Task description: Rewrite the part of the records that opens with the line containing "office building --coords whole-pixels" and closes at the end of the records, swapping "tall" for "high" and keeping everything else the same.
★ ★ ★
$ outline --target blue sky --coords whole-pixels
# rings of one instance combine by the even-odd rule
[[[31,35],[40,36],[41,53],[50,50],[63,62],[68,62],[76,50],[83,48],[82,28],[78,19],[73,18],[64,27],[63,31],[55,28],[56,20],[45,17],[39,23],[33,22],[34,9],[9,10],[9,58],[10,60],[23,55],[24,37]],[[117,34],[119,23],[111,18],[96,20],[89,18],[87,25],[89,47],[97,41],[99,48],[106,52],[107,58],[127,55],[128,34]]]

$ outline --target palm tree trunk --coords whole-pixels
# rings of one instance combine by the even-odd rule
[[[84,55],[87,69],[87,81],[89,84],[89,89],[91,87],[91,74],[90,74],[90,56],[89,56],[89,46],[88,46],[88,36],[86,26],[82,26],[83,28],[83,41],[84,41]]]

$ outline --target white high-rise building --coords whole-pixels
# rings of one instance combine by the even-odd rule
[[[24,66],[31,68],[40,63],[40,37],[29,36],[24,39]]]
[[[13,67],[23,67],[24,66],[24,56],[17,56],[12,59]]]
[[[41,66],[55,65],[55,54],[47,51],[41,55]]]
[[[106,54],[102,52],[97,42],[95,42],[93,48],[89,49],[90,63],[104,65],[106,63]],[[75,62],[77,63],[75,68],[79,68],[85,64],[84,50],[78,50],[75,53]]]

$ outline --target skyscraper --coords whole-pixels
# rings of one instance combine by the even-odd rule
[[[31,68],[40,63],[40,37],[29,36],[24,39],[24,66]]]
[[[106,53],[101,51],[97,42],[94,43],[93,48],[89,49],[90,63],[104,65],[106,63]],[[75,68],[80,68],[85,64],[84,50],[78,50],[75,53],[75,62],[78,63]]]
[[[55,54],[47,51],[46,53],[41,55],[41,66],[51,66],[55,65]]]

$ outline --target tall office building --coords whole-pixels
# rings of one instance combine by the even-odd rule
★ ★ ★
Worked solution:
$ outline --target high office building --coords whole-pixels
# rings of one instance combine by the even-odd rule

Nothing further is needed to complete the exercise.